* start PROVIDED RECORDS *
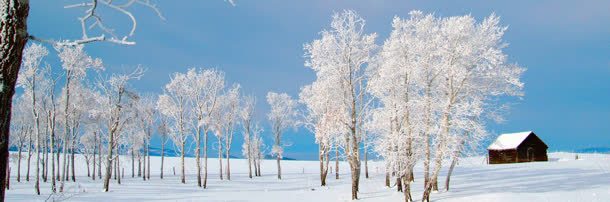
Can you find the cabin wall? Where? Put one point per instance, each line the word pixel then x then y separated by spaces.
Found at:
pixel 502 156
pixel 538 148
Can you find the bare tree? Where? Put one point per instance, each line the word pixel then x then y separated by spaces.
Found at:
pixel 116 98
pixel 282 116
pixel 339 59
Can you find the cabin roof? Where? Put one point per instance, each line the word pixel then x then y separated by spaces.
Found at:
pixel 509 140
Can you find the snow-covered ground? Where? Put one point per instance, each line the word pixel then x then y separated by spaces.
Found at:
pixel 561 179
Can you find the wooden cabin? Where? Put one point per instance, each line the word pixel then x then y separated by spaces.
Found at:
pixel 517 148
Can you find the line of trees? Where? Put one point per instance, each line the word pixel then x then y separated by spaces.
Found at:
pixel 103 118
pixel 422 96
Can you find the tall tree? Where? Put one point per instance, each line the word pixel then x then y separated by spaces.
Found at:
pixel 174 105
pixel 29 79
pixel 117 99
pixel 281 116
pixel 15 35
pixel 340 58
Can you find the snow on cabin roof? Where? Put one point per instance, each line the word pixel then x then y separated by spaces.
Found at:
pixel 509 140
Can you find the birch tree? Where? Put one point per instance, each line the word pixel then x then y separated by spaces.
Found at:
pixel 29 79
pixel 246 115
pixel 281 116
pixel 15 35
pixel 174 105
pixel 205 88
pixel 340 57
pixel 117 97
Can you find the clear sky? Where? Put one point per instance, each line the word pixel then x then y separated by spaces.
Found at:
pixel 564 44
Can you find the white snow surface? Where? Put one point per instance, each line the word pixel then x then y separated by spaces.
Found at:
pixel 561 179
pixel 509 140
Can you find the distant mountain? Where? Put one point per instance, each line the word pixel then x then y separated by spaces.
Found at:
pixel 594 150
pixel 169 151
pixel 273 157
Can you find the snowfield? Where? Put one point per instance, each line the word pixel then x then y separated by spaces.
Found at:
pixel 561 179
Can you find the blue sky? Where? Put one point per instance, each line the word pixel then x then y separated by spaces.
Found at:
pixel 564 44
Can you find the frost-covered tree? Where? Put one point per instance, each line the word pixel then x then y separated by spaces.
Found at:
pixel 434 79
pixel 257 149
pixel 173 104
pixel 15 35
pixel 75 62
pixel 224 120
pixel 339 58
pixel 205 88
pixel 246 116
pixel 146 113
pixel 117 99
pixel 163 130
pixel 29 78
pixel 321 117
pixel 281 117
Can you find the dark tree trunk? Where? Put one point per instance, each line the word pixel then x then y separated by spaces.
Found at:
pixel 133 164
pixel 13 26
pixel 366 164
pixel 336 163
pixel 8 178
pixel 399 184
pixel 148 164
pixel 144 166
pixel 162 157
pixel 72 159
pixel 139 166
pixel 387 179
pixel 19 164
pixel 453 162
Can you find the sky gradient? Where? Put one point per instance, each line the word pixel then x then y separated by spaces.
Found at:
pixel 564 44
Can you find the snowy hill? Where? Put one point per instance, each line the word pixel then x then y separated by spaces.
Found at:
* end PROVIDED RECORDS *
**EXERCISE DESCRIPTION:** Copy all the rows above word for word, leaving out the pictures.

**OUTPUT FOR THIS EXERCISE:**
Can you find the cabin wall? Where? Put one point per instance, each line the word pixel then x then y separated by spaces.
Found at:
pixel 502 156
pixel 538 148
Can you find the bare tree? Where? Put one point per instance, each line the word pixel then x then y separated by spaces.
Found at:
pixel 116 98
pixel 282 116
pixel 339 59
Can you find the cabin roof? Where? Put one point per instance, each line the word pixel then x then y separated by spaces.
Found at:
pixel 509 140
Can you find the snow-covered ground? Where? Put one point per instance, each line the word pixel then x then y separated by spaces.
Found at:
pixel 561 179
Can you find the wooden cabin? Where? Put one point per instance, each line the word pixel then x then y separated by spaces.
Found at:
pixel 517 148
Can you find the line of trees? Where? Put one point per instance, each line the word pixel then x then y separated by spaces.
Found at:
pixel 103 118
pixel 422 96
Can you find the tall tree? Where? Put one point per instance, each line the word pixel then x then y separated by spaces.
Found at:
pixel 174 105
pixel 29 79
pixel 117 99
pixel 281 116
pixel 15 35
pixel 340 58
Can you find the snow on cabin roof? Where? Put one point per instance, each line the word pixel then x then y separated by spaces.
Found at:
pixel 509 140
Can you find the birch tree? Where? Put one point per instance, each line the word pixel then x then y separated by spaces.
Found at:
pixel 29 79
pixel 246 115
pixel 281 116
pixel 15 35
pixel 174 105
pixel 205 88
pixel 340 57
pixel 117 97
Can you find the clear sky? Where? Put one point per instance, each line the word pixel then x then y separated by spaces.
Found at:
pixel 564 44
Can you find the white snow surface? Where? Put one point per instance, each line the word pixel then x then y separated by spaces.
Found at:
pixel 561 179
pixel 509 140
Can you find the distant mountain? Where? Put one point per instance, each line the word pixel then x then y separated by spaces.
Found at:
pixel 594 150
pixel 169 151
pixel 273 157
Can you find the snowfield? Where? Put one point per instance, each line the word pixel then x then y separated by spaces.
Found at:
pixel 561 179
Can you find the blue sky? Where? Put one point per instance, each line the word pixel then x then y separated by spaces.
Found at:
pixel 564 44
Can you find the frost-covered tree? Where? Put one point per instance, each line the word pixel then x then y separated by spaces.
Found at:
pixel 434 79
pixel 257 149
pixel 173 104
pixel 15 35
pixel 75 62
pixel 224 120
pixel 339 58
pixel 205 88
pixel 246 116
pixel 146 113
pixel 117 99
pixel 163 130
pixel 29 78
pixel 321 117
pixel 281 117
Can you find the dark tree trunk? Where? Put one point per instance, each line the word pixel then x then y separated by spaces.
Found at:
pixel 133 164
pixel 13 26
pixel 366 164
pixel 336 163
pixel 8 178
pixel 399 184
pixel 148 164
pixel 144 166
pixel 162 157
pixel 72 159
pixel 139 166
pixel 387 179
pixel 19 164
pixel 453 162
Can you find the sky gradient? Where? Put one point per instance, each line the word pixel then x then y separated by spaces.
Found at:
pixel 564 44
Can you find the snowy hill? Where? Put one point per instance, each line the word pixel then x then y separated by spaces.
Found at:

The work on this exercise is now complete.